■ Exercise
Summarize the article on Indian startup funding in two sentences.

Investors and entrepreneurs ET spoke with said startups are back to focusing on fundamentals, where trading discount-led growth for profitable unit economics will no longer be an option -according to VC investors, an essential cyclical shift in a maturing startup industry such as India’s. Unit economics for an ecommerce company would be the revenue and costs associated with acquiring and retaining an online shopper.
“There is some slowdown in valuation but (that’s) not questioning the fundamentals of these businesses,“ said Vani Kola, partner at Kalaari Capital and an early investor in Snapdeal and Urban Ladder. “In the next 6-12 months, companies can use this period to gain market leadership and use the cash better than others to create an exceptional momentum,“ said Kola.
The present depressed sentiment, however, could affect the mindset of entrepreneurs, a situation venture capital investors can leverage to drive down valuations while closing early-stage deals quickly .
“A lot of entrepreneurs who were thinking that let me burn the series-A money on discounting and quickly raise series-B are now going to act smarter,“ said Anand Lunia, founder of seed-stage VC firm India Quotient.
“They will become more cautious, not negotiate much, take what deals that they can, and sit tighter on their funding, which is good,“ he added Several Indian entrepreneurs have already raised capital this year to create a longer runway for themselves in an increasingly competitive market. Several venture investors said their portfolio companies have capital to operate for 18-24 months.
Albinder Dhindsa, cofounder and chief executive of on-demand delivery startup Grofers, said his company is not reassessing its budgets yet but “if the market continues to contract for the next 3-6 months, then we will figure out a limited burn and growth rate.“
Grofers has raised $46 million (about Rs 300 crore) this year.
“Market plunge will shift focus to true company-building,“ Shai lendra Singh, managing director of Sequoia Capital India, said in a post on Twitter. Vijay Shekar Sharma, founder of ecommerce and digital payments firm Paytm, tweeted: “We might be reaching end of cycle where growth at `any cost’ might be giving way to profit able unit economics.“
All this is unlikely to stifle availa bility of capital for early-stage deals, however, as venture capital firms including Accel Partners, SAIF Partners, Lightspeed Ven ture Partners, Nexus Venture Partners and Kalaari have raised or are raising new funds totaling more than $1.5 billion.
“This is not a downturn,“ said t Zishaan Hayath, who runs Mum bai-based education tech startup Toppr besides being an angel in vestor in 30 startups. “Investors can’t miss out on a good deal now and it’s not as if entrepreneurs will run out of capital as they would still be investing in good companies.“ But Hayath does ex pect unrealistic valuations to end, with startups becoming more pru dent with the capital they have raised.
This, however, could put pres sure on valuation multiples, said experts.
The past 5-6 months have wit nessed several instances where internet companies and investors have disagreed over valuations, forcing companies to raise capital from their existing investors. ET reported last month that Flipkart and Snapdeal faced such valuation mismatches in their recent fundraising campaigns.

■ Part of a data file

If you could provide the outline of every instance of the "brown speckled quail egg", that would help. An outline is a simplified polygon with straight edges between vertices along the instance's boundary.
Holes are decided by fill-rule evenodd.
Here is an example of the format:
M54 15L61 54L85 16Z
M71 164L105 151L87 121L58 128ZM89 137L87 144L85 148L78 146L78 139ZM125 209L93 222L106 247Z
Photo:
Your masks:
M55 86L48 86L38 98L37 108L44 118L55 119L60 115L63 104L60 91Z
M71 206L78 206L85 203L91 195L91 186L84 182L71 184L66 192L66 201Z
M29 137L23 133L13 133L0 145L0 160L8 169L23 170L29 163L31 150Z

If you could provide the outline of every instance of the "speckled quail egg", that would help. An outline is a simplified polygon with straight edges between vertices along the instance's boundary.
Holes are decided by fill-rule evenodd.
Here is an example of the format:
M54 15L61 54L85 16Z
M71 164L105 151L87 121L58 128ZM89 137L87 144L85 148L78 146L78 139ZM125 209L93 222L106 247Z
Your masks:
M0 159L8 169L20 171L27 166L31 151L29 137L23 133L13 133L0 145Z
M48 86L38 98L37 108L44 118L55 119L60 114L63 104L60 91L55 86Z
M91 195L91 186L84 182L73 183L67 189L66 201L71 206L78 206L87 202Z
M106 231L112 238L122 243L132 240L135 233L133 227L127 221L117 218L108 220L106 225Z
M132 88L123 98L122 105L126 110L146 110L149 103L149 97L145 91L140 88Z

■ Task output
Investors and entrepreneurs said Indian startups are returning to fundamentals, with profitable unit economics replacing discount-led growth, and expect entrepreneurs to act more cautiously with their capital as unrealistic valuations end. Capital for early-stage deals is unlikely to dry up because several venture capital firms have raised or are raising new funds totaling more than $1.5 billion, though experts said the shift could put pressure on valuation multiples.